Problem requirements: Starting with the line that contains "Question. Indicate a point on each instance of the wooden" and going on through the last line of the stored records below, rewrite those lines as a numbered list. Skip any blank lines and leave the pictures out.
┌─ Dataset extract
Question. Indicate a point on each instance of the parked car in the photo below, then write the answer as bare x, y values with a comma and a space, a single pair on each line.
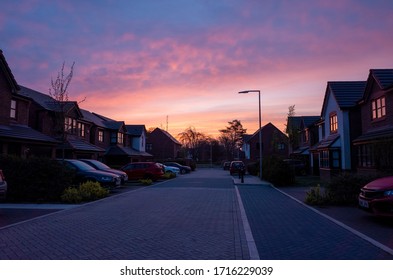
377, 197
297, 166
236, 167
170, 169
85, 172
103, 167
3, 186
143, 170
183, 168
226, 165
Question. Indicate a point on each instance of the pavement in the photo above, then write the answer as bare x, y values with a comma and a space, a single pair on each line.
205, 215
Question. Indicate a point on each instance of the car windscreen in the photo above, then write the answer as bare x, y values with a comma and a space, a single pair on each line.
83, 166
99, 165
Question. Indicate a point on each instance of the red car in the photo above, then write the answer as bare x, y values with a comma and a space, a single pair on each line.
377, 197
143, 170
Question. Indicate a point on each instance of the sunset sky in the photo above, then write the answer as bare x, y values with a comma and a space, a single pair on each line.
142, 61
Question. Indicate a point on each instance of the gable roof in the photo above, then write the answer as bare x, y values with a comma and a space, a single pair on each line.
8, 73
47, 102
384, 77
310, 120
92, 118
135, 129
167, 134
294, 122
266, 126
23, 132
102, 121
347, 94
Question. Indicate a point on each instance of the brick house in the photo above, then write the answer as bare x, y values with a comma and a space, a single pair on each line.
274, 143
16, 137
374, 147
63, 121
339, 125
304, 135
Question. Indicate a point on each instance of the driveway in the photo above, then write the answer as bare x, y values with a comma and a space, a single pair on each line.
195, 216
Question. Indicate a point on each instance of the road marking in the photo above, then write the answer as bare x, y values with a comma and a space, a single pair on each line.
252, 248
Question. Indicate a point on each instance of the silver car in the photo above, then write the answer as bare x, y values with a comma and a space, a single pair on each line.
3, 186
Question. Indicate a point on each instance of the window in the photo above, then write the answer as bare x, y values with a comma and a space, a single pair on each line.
365, 156
378, 108
120, 138
13, 109
333, 123
81, 129
329, 159
335, 159
113, 138
324, 159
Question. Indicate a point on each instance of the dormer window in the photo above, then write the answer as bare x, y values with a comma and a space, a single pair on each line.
378, 108
13, 109
333, 123
120, 138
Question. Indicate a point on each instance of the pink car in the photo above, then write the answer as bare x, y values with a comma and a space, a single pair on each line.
377, 197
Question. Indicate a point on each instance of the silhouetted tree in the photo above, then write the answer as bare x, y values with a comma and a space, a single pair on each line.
232, 138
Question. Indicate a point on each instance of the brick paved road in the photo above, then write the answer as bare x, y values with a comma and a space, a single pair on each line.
195, 216
186, 218
284, 229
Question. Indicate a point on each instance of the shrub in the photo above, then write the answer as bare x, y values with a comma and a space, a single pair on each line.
35, 179
71, 195
169, 175
90, 191
277, 172
146, 182
315, 196
87, 191
345, 188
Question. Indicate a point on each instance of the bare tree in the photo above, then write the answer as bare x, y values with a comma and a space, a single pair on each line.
60, 85
191, 140
59, 93
291, 130
232, 138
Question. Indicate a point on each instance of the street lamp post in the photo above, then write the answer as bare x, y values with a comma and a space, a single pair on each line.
260, 128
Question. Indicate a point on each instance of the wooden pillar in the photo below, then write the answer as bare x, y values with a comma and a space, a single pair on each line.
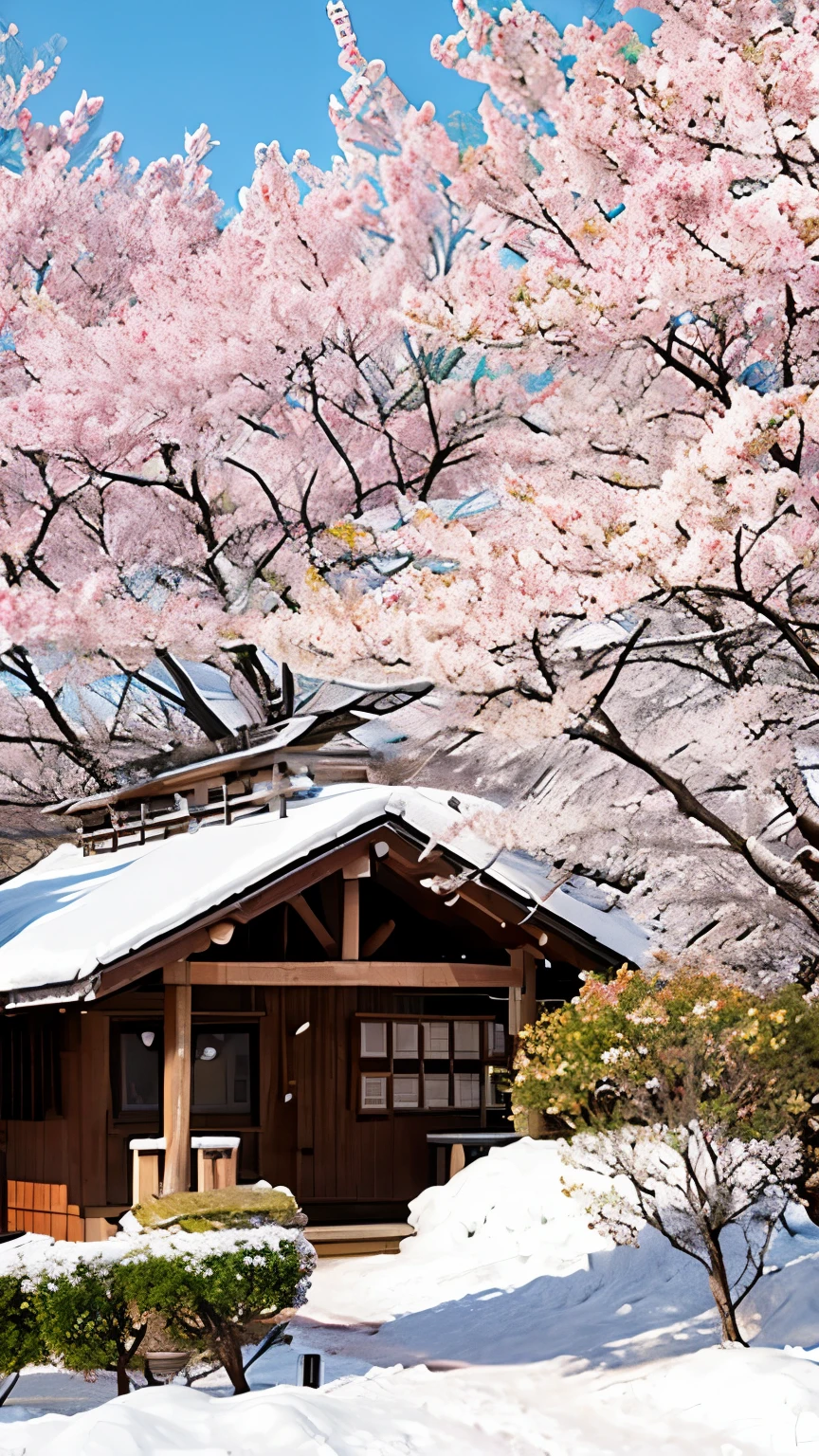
355, 871
350, 932
523, 1012
176, 1101
529, 993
└─
Response to this task:
1. Question. Indicate a point on each instance of the wooden pillar in the photo below, then write the answer as bare x, y values with a comma and a space, a single pair on each line.
2. 355, 871
3. 350, 932
4. 523, 1012
5. 176, 1101
6. 529, 993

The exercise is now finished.